* **YOUR OBJECTIVE**
Rewrite all of the data below as a numbered list, one line per item, with blank lines dropped and the pictures left out.

* **THE DATA**

____________

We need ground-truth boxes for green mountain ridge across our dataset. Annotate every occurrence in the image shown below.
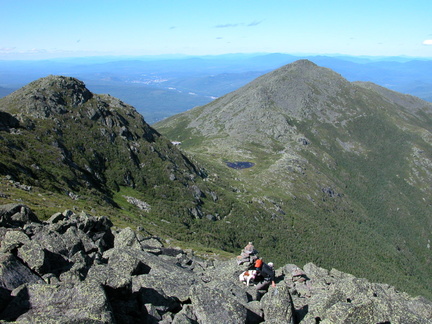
[154,60,432,296]
[0,76,236,236]
[0,61,432,298]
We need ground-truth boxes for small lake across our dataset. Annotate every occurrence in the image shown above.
[225,162,255,169]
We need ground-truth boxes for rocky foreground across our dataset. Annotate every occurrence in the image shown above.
[0,205,432,324]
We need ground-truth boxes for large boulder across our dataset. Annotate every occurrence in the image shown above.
[0,204,40,227]
[1,283,114,324]
[0,205,432,324]
[190,284,247,324]
[0,253,43,290]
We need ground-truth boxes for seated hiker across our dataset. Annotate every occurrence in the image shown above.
[256,262,276,301]
[237,242,258,265]
[254,258,263,272]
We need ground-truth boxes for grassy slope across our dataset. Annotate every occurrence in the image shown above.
[155,67,432,298]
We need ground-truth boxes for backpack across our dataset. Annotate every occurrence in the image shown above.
[261,263,274,281]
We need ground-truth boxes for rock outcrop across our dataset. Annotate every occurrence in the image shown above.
[0,205,432,324]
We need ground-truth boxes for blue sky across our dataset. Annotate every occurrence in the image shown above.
[0,0,432,59]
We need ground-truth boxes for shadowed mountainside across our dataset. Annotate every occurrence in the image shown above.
[154,60,432,295]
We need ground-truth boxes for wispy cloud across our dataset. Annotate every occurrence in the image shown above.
[215,24,243,28]
[215,20,262,28]
[0,47,15,54]
[247,20,262,27]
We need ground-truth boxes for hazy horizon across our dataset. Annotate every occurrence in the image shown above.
[0,0,432,60]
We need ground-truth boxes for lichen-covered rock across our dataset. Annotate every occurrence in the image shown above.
[261,284,294,324]
[4,283,115,323]
[0,206,432,324]
[0,253,43,290]
[191,284,247,324]
[0,204,40,227]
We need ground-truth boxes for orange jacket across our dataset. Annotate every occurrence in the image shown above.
[255,259,262,268]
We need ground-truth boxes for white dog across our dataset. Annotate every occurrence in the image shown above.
[239,270,257,286]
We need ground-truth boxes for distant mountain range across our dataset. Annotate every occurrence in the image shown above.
[0,53,432,124]
[154,60,432,293]
[0,60,432,298]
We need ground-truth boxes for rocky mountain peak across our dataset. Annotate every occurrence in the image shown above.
[3,75,93,118]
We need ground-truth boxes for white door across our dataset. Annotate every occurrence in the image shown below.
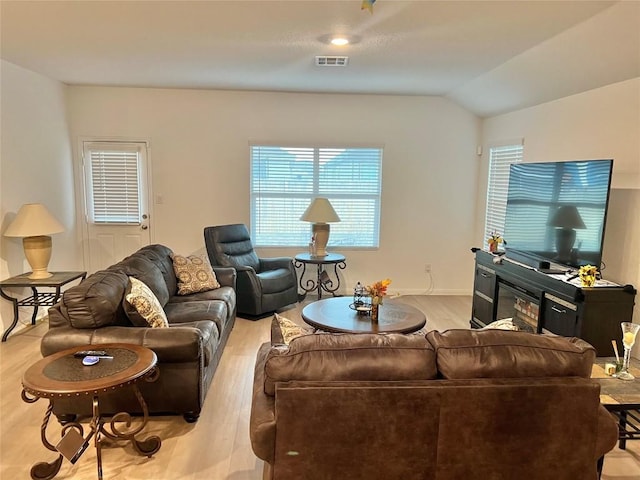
[83,142,151,272]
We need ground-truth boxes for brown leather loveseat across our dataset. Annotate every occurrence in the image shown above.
[41,245,236,421]
[250,330,617,480]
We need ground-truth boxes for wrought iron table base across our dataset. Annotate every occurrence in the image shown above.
[22,369,162,480]
[294,260,347,300]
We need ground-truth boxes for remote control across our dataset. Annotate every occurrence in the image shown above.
[73,350,107,357]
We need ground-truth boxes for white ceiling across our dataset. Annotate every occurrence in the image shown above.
[0,0,640,116]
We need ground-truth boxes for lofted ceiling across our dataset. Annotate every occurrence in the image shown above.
[0,0,640,116]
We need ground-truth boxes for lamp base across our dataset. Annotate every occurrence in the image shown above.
[311,223,330,257]
[22,235,53,280]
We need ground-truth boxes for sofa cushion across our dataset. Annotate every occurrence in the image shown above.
[171,254,220,295]
[480,318,520,331]
[164,300,228,333]
[427,330,596,379]
[264,334,437,395]
[113,250,170,307]
[125,277,169,328]
[271,313,313,345]
[60,270,128,328]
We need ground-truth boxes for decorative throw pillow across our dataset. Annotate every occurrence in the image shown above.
[480,318,520,331]
[274,313,313,345]
[125,277,169,328]
[171,254,220,295]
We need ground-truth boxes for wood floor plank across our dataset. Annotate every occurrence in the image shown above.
[0,295,640,480]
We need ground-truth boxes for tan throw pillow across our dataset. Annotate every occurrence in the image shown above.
[171,254,220,295]
[274,313,313,345]
[125,277,169,328]
[480,318,520,331]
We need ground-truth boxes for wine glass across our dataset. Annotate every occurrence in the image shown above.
[617,322,640,380]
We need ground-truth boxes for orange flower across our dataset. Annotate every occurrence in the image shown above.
[366,278,391,297]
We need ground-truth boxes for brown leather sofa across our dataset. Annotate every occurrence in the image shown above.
[41,245,236,422]
[250,330,617,480]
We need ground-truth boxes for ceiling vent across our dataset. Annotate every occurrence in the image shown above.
[316,55,349,67]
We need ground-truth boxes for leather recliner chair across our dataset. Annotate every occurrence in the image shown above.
[204,224,298,318]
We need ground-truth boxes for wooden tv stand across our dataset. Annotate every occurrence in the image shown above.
[470,250,636,357]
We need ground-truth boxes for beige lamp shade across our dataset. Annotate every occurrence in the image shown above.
[4,203,64,279]
[300,197,340,257]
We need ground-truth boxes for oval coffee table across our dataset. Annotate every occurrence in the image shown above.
[302,297,427,333]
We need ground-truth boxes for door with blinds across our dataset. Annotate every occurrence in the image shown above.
[83,142,151,272]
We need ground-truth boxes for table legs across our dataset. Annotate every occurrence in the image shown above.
[0,289,18,342]
[22,378,162,480]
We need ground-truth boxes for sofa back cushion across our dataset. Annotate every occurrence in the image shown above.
[427,330,596,379]
[264,334,437,395]
[59,270,131,328]
[113,249,170,307]
[136,244,178,297]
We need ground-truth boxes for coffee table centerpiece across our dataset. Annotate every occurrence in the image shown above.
[349,278,391,323]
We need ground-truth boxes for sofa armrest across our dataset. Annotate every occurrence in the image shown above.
[40,326,204,363]
[249,343,276,463]
[212,267,237,290]
[596,405,618,460]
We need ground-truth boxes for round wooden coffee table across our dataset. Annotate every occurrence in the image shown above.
[302,297,427,333]
[22,343,161,480]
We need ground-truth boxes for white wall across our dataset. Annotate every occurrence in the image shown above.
[0,61,82,330]
[478,78,640,330]
[69,87,479,294]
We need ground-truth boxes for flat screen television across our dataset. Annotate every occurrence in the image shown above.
[504,160,613,270]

____________

* **EXERCISE RESULT**
1. We need ground-truth boxes for green mountain ridge across our dataset. Annotate every occurrence in the image shown below.
2. [154,60,432,296]
3. [0,76,236,236]
4. [0,61,432,298]
5. We need ground-truth boxes for small lake across our dataset. Annotate every occurrence in the image shown above.
6. [225,162,255,169]
7. We need ground-truth boxes for rocky foreground across our dataset. Annotate every occurrence in the image shown above.
8. [0,205,432,324]
9. We need ground-truth boxes for large boulder across our dataset. Annotate every occurrence in the image shown above.
10. [0,204,40,227]
11. [1,283,114,324]
12. [0,205,432,324]
13. [190,284,247,324]
14. [0,253,43,290]
15. We need ground-truth boxes for seated hiker across our dataset. Annotate every occurrence in the image shown above.
16. [256,262,276,301]
17. [237,242,258,265]
18. [254,258,263,272]
19. We need ground-truth boxes for grassy slope across our dataset. Annotate every occurrence in the image shown above.
20. [155,67,432,298]
21. We need ground-truth boxes for backpack across our dataset. Annotate every occurrence in the image shown above.
22. [261,263,274,281]
23. We need ground-truth boxes for rock outcrop across our dataset. Annotate every occurrence in the image shown above.
24. [0,205,432,324]
25. We need ground-truth boxes for blue sky across our dataset. Annotate every occurrence in the image shown above.
26. [0,0,432,59]
27. We need ground-truth boxes for shadowed mountainside across our dataset. Annotate every occurrence in the image shown above.
28. [154,60,432,295]
29. We need ground-truth boxes for wispy cloud across our dataset. Annotate every occurrence in the image shown above.
30. [215,24,243,28]
31. [215,20,262,28]
32. [0,47,15,54]
33. [247,20,262,27]
34. We need ground-truth boxes for hazy horizon across our dataset. Annotate every occurrence in the image shown above.
35. [0,0,432,60]
36. We need ground-truth boxes for lichen-covered rock across our dataset. Annotate every occurrence in the image shown above.
37. [261,284,294,324]
38. [4,283,115,323]
39. [0,206,432,324]
40. [0,253,43,290]
41. [191,284,247,324]
42. [0,204,40,227]
43. We need ground-truth boxes for orange jacket across our dataset. Annotate every occurrence in the image shown above.
44. [255,259,262,268]
45. We need ground-truth boxes for white dog across our dataset. Annotate every occurrence in the image shown above.
46. [239,270,257,286]
47. We need ground-truth boxes for distant mountain range across our dataset. Annotate every occurrence in the image shown above.
48. [0,53,432,124]
49. [154,60,432,293]
50. [0,60,432,298]
51. We need ground-truth boxes for rocky mountain peak across our dataset. Annotate every occurrence in the image shown above.
52. [3,75,93,118]
53. We need ground-truth boxes for white door across our dataset. Annotate every occurrence in the image shown below.
54. [83,142,151,272]
55. We need ground-truth boxes for brown leather loveseat across our dataset. Annotate every occurrence in the image shown above.
56. [41,245,236,421]
57. [250,330,617,480]
58. We need ground-truth boxes for wrought iron table base across our dataset. Annotate every occurrence in the image shown above.
59. [22,369,162,480]
60. [294,260,347,300]
61. We need ground-truth boxes for remote control across our dataset. Annotate every occurrence in the image shown above.
62. [73,350,107,357]
63. We need ground-truth boxes for white ceiling across our dataset. Annotate every occurrence in the image shown above.
64. [0,0,640,116]
65. We need ground-truth boxes for lofted ceiling across our dataset. Annotate every occurrence in the image shown above.
66. [0,0,640,116]
67. We need ground-truth boxes for lamp base across our dataset. Annotate every occurrence in the image shown above.
68. [311,223,330,257]
69. [22,235,53,280]
70. We need ground-truth boxes for sofa cushion across our dataset. Annotate every occurrence in the image shown above.
71. [171,254,220,295]
72. [480,318,520,331]
73. [164,300,228,333]
74. [427,330,596,379]
75. [264,334,437,395]
76. [113,250,170,307]
77. [125,277,169,328]
78. [271,313,313,345]
79. [60,270,128,328]
80. We need ground-truth boxes for decorative throw pillow across our dataset. Annotate every occurrence in the image shown above.
81. [480,318,520,331]
82. [274,313,313,345]
83. [125,277,169,328]
84. [171,254,220,295]
85. We need ground-truth boxes for wood floor plank across our dataset. Annotate every occurrence in the image shown above.
86. [0,295,640,480]
87. We need ground-truth boxes for tan throw pillow across our dataset. Annotate every occurrence in the image shown above.
88. [171,254,220,295]
89. [274,313,313,345]
90. [125,277,169,328]
91. [480,318,520,331]
92. We need ground-truth boxes for wine glass across our dataset. Annotate every occurrence in the image shown above.
93. [617,322,640,380]
94. We need ground-truth boxes for orange flower across our dataset. Annotate every occurrence in the image shown above.
95. [366,278,391,297]
96. We need ground-truth boxes for brown leather sofa across our dataset. Annotate every occurrence in the image shown above.
97. [41,245,236,422]
98. [250,330,617,480]
99. We need ground-truth boxes for ceiling vent across our dataset. Annotate every occurrence in the image shown above.
100. [316,55,349,67]
101. We need ground-truth boxes for leather recliner chair across our dataset. Annotate every occurrence in the image shown above.
102. [204,224,298,318]
103. We need ground-truth boxes for wooden tv stand across our dataset. Annotate every occurrence in the image shown above.
104. [470,250,636,357]
105. We need ground-truth boxes for beige lamp shade across our dataset. Annotate every occurrence in the image shown above.
106. [4,203,64,279]
107. [300,197,340,257]
108. We need ground-truth boxes for oval coffee table across our dataset. Annotate every occurrence in the image shown above.
109. [302,297,427,333]
110. We need ground-truth boxes for door with blinds across our dataset. Annotate every occurrence in the image shown above.
111. [83,142,151,272]
112. We need ground-truth boxes for table legs across our dataset. Annotate every occurrence in the image shown above.
113. [0,289,18,342]
114. [22,378,162,480]
115. We need ground-truth boxes for sofa back cushion across our dataset. Annotate every occurrence in the image shown above.
116. [427,330,596,379]
117. [264,334,437,395]
118. [59,270,131,328]
119. [113,249,170,307]
120. [136,244,178,297]
121. We need ground-truth boxes for coffee table centerpiece across our dataset. Annotate every occurrence in the image shown above.
122. [349,278,391,323]
123. We need ground-truth boxes for sofa armrest across our dataset. Annotate every occurrence in the image shown above.
124. [40,326,204,363]
125. [249,343,276,463]
126. [212,267,237,290]
127. [596,405,618,460]
128. We need ground-truth boxes for round wooden coffee table across our dataset. Annotate every occurrence in the image shown above.
129. [302,297,427,333]
130. [22,343,161,480]
131. We need ground-truth boxes for white wall across our dataset. Annotate every occurrence in the image shown above.
132. [0,61,82,330]
133. [478,78,640,330]
134. [69,87,479,294]
135. We need ground-truth boxes for flat screen television across our dataset. Annotate every occurrence in the image shown above.
136. [504,160,613,270]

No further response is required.